-------- DATA FOR THE TASK

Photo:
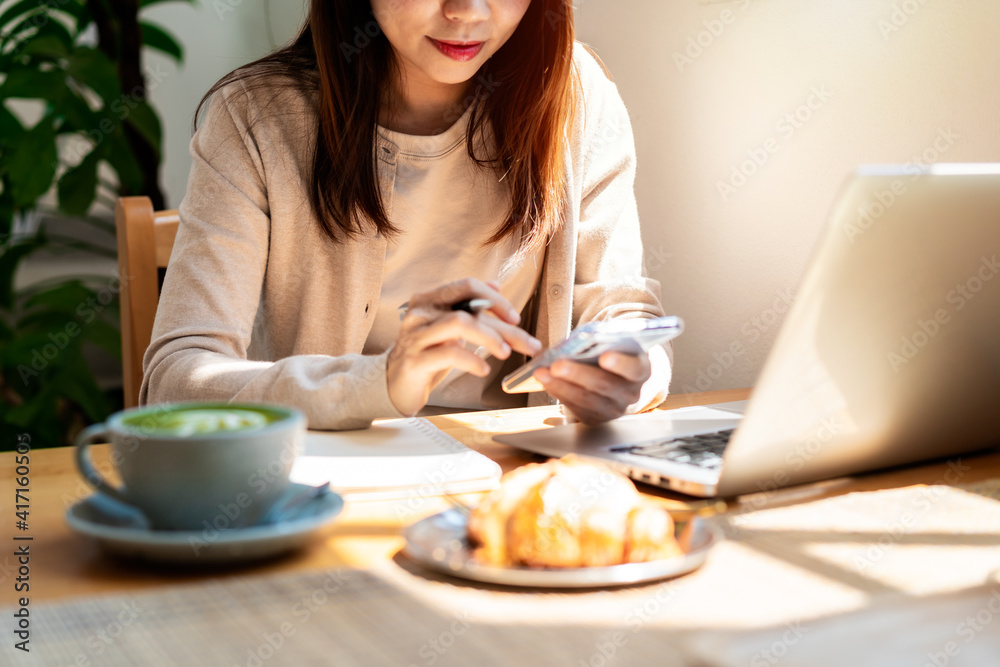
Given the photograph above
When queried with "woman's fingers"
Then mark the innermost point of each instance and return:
(432, 361)
(456, 326)
(587, 406)
(518, 339)
(632, 367)
(597, 394)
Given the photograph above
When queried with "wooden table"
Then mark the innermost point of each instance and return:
(65, 566)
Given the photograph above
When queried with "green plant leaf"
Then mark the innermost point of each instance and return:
(106, 336)
(64, 298)
(16, 10)
(32, 83)
(145, 120)
(10, 126)
(11, 255)
(31, 163)
(80, 387)
(156, 37)
(78, 186)
(25, 26)
(76, 114)
(44, 45)
(118, 154)
(54, 39)
(93, 69)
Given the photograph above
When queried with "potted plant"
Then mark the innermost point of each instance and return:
(68, 104)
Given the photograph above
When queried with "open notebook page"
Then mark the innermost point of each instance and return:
(393, 459)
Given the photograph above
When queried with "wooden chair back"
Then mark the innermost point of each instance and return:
(145, 240)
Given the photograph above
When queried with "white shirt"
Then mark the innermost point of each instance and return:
(446, 207)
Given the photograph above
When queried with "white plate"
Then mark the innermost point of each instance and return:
(440, 543)
(124, 530)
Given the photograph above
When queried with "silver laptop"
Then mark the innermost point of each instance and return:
(889, 355)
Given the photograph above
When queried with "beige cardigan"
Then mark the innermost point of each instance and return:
(260, 305)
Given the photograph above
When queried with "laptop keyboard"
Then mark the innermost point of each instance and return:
(704, 451)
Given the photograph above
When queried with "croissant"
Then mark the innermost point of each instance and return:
(569, 513)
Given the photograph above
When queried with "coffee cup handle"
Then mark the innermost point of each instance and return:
(85, 439)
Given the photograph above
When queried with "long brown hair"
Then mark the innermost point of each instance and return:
(524, 95)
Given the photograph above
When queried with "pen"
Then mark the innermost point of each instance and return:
(473, 306)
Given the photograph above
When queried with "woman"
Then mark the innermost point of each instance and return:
(407, 154)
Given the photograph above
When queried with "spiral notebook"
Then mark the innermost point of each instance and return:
(394, 459)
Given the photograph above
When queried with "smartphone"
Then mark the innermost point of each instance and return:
(589, 341)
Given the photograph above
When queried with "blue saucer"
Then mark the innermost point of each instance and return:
(124, 530)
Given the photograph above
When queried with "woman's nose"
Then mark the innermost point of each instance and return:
(466, 10)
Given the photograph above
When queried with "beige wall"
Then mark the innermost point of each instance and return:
(728, 261)
(888, 81)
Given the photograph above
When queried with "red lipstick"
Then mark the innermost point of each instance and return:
(460, 51)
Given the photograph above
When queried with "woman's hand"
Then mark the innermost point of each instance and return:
(432, 340)
(596, 394)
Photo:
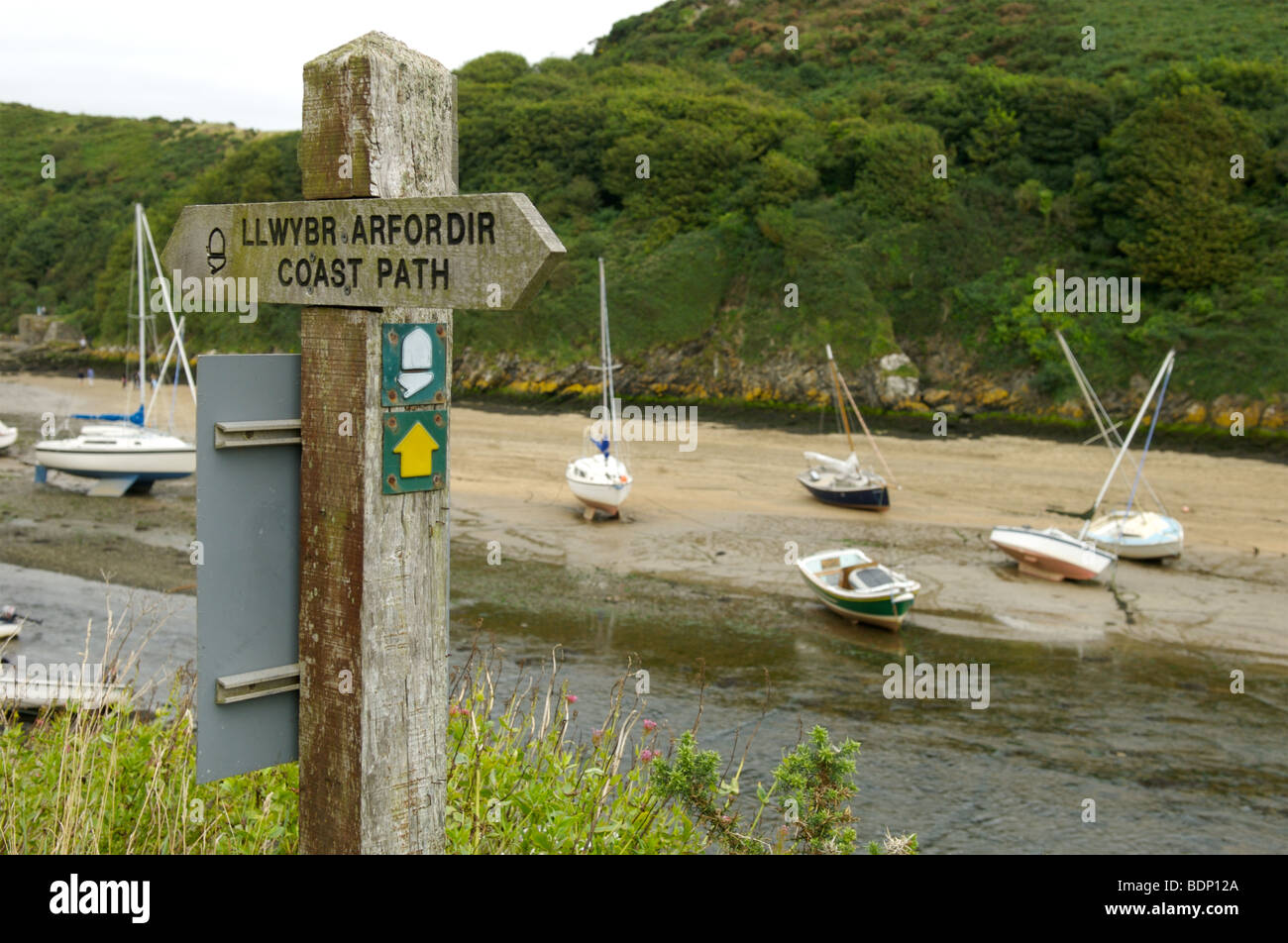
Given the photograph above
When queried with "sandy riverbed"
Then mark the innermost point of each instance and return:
(728, 511)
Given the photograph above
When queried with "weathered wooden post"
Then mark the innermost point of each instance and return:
(378, 121)
(381, 235)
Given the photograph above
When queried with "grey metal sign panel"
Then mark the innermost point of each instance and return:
(249, 579)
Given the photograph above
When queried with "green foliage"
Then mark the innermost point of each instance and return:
(1170, 165)
(812, 784)
(768, 166)
(518, 785)
(816, 776)
(108, 783)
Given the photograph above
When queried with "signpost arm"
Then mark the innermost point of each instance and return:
(378, 121)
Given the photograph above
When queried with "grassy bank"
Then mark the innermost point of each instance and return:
(111, 783)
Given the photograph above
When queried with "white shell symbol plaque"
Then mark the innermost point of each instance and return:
(417, 357)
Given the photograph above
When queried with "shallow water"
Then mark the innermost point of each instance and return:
(1172, 759)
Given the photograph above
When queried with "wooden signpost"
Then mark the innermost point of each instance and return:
(378, 142)
(488, 250)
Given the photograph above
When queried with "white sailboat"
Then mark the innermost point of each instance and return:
(599, 479)
(842, 482)
(1137, 534)
(120, 450)
(1132, 532)
(1054, 554)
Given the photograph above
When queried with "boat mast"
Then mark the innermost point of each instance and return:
(606, 353)
(840, 403)
(168, 308)
(1149, 398)
(1149, 437)
(1104, 421)
(138, 250)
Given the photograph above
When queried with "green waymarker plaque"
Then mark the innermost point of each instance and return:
(412, 360)
(415, 451)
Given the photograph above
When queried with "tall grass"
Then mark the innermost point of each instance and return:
(112, 781)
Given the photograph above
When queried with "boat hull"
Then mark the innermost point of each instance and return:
(599, 483)
(1138, 536)
(1051, 554)
(876, 497)
(885, 607)
(145, 463)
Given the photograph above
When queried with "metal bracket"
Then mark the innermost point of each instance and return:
(261, 432)
(252, 684)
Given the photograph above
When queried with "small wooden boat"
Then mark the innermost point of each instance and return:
(853, 585)
(842, 482)
(1051, 554)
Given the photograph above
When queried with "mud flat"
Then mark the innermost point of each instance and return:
(729, 513)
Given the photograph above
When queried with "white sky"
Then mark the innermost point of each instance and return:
(236, 60)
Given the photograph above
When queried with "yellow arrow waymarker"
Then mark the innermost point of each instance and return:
(416, 451)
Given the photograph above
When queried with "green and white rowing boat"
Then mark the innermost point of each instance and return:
(853, 585)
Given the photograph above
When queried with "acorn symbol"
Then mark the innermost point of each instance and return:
(215, 250)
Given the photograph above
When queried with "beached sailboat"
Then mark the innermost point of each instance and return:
(1051, 553)
(851, 583)
(842, 480)
(120, 450)
(1054, 554)
(599, 478)
(1132, 532)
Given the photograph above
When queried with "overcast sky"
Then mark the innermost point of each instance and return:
(235, 60)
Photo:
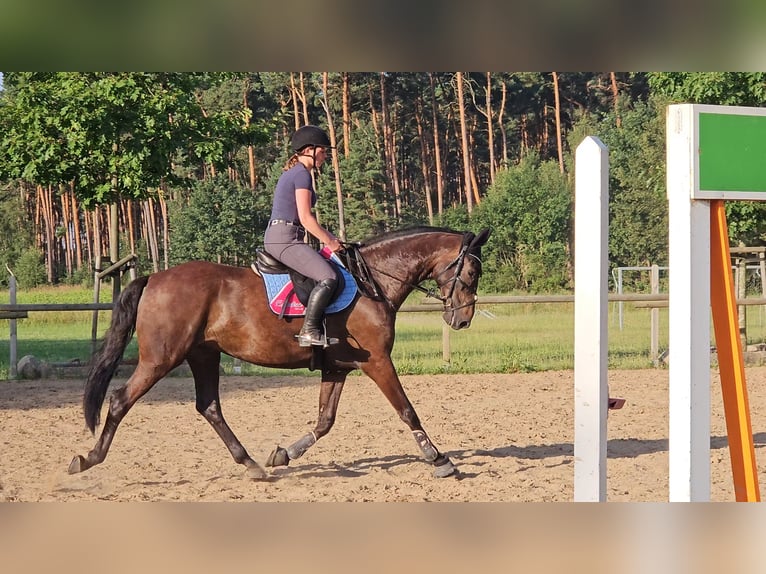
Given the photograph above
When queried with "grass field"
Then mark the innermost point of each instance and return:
(504, 338)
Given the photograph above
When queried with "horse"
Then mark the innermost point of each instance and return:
(197, 310)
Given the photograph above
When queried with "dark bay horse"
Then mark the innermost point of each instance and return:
(198, 310)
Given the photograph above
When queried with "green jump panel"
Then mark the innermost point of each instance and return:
(732, 152)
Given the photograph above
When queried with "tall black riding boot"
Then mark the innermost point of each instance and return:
(311, 332)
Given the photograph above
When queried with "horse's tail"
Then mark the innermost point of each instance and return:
(106, 361)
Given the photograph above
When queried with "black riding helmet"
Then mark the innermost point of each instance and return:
(309, 136)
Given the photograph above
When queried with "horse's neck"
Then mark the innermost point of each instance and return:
(400, 269)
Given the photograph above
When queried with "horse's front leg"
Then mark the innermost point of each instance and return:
(385, 376)
(329, 396)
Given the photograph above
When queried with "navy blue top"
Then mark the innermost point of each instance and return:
(284, 206)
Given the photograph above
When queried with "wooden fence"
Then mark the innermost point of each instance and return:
(14, 311)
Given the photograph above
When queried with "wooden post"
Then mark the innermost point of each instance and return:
(13, 373)
(446, 354)
(730, 361)
(655, 318)
(96, 296)
(741, 294)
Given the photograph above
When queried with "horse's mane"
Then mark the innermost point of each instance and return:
(407, 232)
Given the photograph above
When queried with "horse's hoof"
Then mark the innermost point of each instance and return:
(77, 465)
(256, 473)
(445, 470)
(278, 457)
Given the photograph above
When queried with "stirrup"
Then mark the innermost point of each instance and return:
(315, 339)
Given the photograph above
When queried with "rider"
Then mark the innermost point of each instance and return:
(292, 217)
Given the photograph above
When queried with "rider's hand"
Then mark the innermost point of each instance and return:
(335, 245)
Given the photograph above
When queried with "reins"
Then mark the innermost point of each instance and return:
(358, 267)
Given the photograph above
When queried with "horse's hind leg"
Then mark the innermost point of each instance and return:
(204, 364)
(121, 401)
(329, 396)
(384, 375)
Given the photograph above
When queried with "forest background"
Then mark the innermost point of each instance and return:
(187, 163)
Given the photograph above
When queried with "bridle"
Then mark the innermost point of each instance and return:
(373, 290)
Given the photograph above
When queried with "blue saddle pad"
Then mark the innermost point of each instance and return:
(279, 290)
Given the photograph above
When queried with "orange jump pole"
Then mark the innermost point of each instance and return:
(731, 363)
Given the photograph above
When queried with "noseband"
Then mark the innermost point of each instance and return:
(457, 263)
(360, 269)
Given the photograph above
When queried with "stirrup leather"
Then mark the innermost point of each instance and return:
(315, 338)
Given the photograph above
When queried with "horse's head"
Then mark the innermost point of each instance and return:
(459, 280)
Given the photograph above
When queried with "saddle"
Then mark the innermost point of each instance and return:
(288, 290)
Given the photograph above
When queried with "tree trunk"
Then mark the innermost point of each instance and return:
(559, 146)
(165, 237)
(335, 162)
(304, 98)
(250, 151)
(490, 131)
(437, 149)
(464, 140)
(68, 232)
(424, 159)
(76, 227)
(389, 146)
(296, 98)
(346, 116)
(615, 96)
(128, 207)
(501, 122)
(472, 164)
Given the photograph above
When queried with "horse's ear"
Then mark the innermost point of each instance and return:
(481, 238)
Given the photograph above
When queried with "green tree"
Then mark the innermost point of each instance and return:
(15, 231)
(219, 221)
(746, 220)
(529, 210)
(113, 134)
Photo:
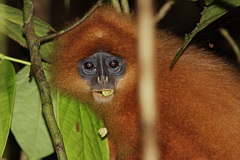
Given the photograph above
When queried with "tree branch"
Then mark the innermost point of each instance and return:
(44, 88)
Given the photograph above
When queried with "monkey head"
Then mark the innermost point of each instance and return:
(102, 71)
(96, 61)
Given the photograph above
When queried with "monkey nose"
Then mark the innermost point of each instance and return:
(102, 79)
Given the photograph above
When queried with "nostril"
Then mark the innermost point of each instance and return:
(102, 79)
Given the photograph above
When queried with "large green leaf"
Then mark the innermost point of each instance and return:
(11, 22)
(7, 91)
(209, 15)
(28, 125)
(79, 127)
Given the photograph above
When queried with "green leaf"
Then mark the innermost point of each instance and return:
(7, 91)
(79, 127)
(209, 15)
(11, 22)
(28, 125)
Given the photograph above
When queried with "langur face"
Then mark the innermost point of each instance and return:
(102, 72)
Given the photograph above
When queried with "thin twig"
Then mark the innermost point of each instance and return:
(146, 52)
(2, 57)
(163, 11)
(44, 88)
(231, 41)
(45, 38)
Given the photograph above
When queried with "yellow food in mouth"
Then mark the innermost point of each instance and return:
(107, 93)
(104, 92)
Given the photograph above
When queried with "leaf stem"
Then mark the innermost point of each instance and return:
(231, 41)
(2, 56)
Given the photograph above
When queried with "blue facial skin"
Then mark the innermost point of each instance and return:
(102, 70)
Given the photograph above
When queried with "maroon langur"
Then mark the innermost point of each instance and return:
(198, 100)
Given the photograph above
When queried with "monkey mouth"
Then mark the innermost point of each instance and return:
(103, 95)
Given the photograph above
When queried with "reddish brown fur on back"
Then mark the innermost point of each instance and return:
(199, 100)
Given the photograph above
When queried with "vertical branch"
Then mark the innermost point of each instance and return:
(125, 6)
(146, 51)
(44, 88)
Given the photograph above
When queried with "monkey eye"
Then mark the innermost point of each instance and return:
(113, 64)
(89, 65)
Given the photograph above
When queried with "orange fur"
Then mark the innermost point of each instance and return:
(199, 100)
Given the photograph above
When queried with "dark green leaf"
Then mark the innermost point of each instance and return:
(209, 15)
(7, 91)
(79, 127)
(11, 22)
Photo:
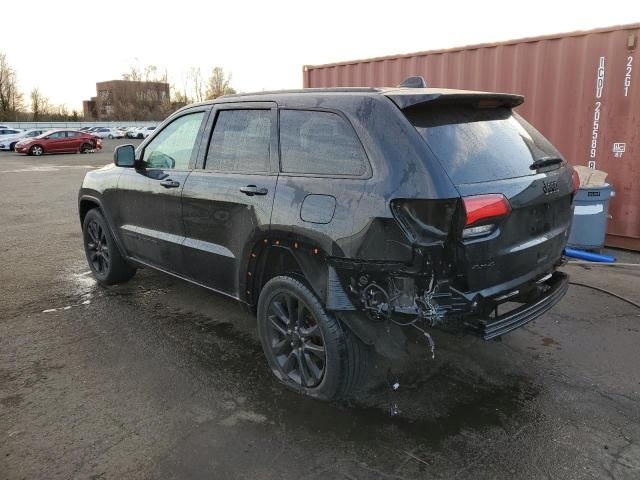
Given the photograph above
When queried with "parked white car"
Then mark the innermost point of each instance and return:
(106, 132)
(5, 131)
(142, 132)
(8, 142)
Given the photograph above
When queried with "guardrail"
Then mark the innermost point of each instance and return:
(74, 125)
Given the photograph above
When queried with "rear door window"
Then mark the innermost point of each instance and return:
(240, 141)
(322, 143)
(480, 145)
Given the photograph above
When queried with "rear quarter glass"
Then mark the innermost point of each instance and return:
(480, 145)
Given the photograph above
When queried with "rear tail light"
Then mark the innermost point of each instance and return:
(483, 212)
(575, 178)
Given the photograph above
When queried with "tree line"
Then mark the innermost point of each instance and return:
(136, 101)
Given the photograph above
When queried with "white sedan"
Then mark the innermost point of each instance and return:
(142, 132)
(106, 132)
(8, 142)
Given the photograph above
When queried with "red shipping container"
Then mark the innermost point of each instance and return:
(582, 91)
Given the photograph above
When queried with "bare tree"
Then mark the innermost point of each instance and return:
(198, 87)
(11, 100)
(218, 84)
(39, 104)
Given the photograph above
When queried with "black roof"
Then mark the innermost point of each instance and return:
(401, 96)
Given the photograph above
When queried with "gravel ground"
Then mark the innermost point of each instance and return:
(162, 379)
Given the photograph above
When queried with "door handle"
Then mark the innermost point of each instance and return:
(168, 183)
(252, 190)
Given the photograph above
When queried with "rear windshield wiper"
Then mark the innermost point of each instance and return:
(544, 162)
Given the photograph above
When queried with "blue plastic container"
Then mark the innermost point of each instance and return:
(590, 217)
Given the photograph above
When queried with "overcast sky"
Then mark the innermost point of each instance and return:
(65, 47)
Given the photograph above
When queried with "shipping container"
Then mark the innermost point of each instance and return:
(582, 91)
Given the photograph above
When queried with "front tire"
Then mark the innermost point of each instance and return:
(36, 150)
(103, 256)
(307, 348)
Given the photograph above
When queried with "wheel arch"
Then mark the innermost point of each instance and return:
(87, 203)
(271, 256)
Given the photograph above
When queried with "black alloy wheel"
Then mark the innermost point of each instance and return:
(308, 348)
(296, 340)
(98, 248)
(105, 260)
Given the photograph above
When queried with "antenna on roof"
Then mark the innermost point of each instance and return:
(415, 81)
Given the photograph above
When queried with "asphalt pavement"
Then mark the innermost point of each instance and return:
(162, 379)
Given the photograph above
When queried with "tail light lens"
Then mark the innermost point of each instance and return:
(482, 213)
(575, 178)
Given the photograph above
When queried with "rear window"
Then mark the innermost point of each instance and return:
(240, 141)
(480, 145)
(320, 143)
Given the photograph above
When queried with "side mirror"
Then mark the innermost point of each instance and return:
(125, 156)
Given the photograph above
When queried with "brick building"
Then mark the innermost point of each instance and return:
(128, 100)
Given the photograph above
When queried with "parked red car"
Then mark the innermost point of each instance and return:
(59, 141)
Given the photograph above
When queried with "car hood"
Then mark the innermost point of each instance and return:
(15, 136)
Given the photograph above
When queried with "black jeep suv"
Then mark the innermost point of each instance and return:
(339, 215)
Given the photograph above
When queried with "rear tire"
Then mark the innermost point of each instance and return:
(103, 256)
(36, 150)
(307, 348)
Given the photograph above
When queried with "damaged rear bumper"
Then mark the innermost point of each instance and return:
(488, 329)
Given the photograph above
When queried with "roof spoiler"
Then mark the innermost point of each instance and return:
(407, 98)
(415, 81)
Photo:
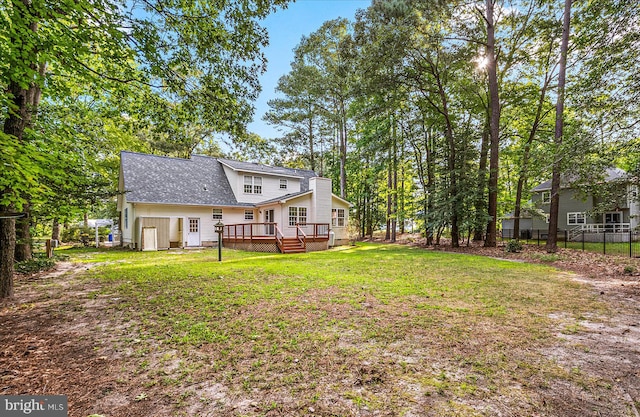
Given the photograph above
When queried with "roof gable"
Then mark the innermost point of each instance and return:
(165, 180)
(610, 175)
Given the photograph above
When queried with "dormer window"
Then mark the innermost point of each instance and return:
(546, 197)
(252, 185)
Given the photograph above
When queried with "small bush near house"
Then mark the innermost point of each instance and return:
(514, 246)
(81, 234)
(36, 264)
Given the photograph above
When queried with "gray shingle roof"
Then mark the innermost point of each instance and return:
(303, 174)
(159, 179)
(611, 174)
(284, 197)
(197, 181)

----------------

**TASK TO COMPLETE:** From the listing, reproduce every line where the word "monkey" is present.

**ANSWER TO THIS EXERCISE:**
When queried with "monkey head"
When queried with "monkey nose"
When queried with "monkey mouth"
When queried with "monkey eye"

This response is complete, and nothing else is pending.